Dataset records:

* * * * * * * * *

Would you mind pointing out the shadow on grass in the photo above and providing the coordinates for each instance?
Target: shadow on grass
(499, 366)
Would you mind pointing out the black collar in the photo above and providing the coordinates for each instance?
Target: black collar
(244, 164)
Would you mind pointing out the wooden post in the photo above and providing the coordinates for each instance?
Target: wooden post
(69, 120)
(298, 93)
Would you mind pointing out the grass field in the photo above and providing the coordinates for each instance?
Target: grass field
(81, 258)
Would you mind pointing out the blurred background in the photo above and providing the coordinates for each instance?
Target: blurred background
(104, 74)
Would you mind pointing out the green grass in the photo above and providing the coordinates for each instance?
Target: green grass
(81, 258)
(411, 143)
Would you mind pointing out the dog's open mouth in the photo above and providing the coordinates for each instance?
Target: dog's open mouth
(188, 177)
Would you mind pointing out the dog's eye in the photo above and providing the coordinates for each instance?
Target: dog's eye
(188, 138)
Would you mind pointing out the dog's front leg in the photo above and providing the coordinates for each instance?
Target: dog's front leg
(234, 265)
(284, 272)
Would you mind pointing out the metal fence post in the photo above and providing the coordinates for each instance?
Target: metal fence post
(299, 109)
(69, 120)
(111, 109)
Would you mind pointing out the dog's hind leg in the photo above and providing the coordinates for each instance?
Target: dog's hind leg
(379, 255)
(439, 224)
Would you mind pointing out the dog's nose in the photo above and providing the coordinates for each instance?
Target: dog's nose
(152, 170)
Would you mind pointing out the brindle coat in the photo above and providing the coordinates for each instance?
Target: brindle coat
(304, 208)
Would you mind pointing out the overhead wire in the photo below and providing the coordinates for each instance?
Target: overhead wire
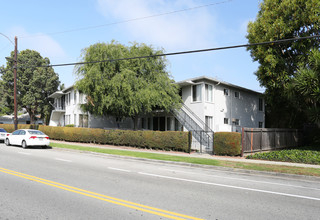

* * * * * * * * *

## Task brief:
The records above must be output exactly, except for the pictures.

## Result of this exercise:
Would you mind pointing out the shadow on grass in the photo above and providing the coordinates for each instance?
Target: shadow on grass
(499, 366)
Would you mind pointing out the black collar in the photo above and providing the coordinates for each instance?
Target: black collar
(244, 164)
Would you mind pointing out the wooden post in the photo above and providing the coordinates for each instance?
Target: wooden post
(69, 120)
(298, 93)
Would you mind pointing out the grass field in the photo above and providing the coordinates for each instance?
Target: grass field
(81, 258)
Would you mind pointing out the blurred background in the photo above and providing the coordinates for each instance?
Target: blurred background
(104, 74)
Would you mind pointing out the green grass in the photo above and providing the coordinates for each instance?
Target: green grass
(81, 258)
(411, 143)
Would you mind pointing out the dog's open mouth in the photo above and providing the coordinates for each instance?
Target: dog's open mouth
(188, 177)
Would you mind pointing out the dog's eye in the photo above and providing the coordinates for each instance?
Target: dog's eye
(188, 138)
Would you mind pointing out the dog's front leg in the photo above and providing the coordinates for each instance?
Target: dog's front leg
(234, 265)
(284, 272)
Would you mind pointing out the metal fence post in the photo above and providing the coordinates for each instance?
Target: metal fence post
(299, 109)
(69, 120)
(111, 109)
Would you mind pointing out the dog's hind leg in the photo above and providing the coordinates for each instance?
Target: dog's hind leg
(379, 255)
(439, 224)
Would you mind pointing out the dog's nose in the photo above and providing the coordinates for each instance?
Target: dog's nose
(152, 170)
Would you mind pointing out the brindle coat in the photo above and providing the coordinates for each instance?
Target: brindle coat
(304, 208)
Would you mind pointing out the overhead wire in the photo below and providing the coordinates for each instance?
Target: overhead wire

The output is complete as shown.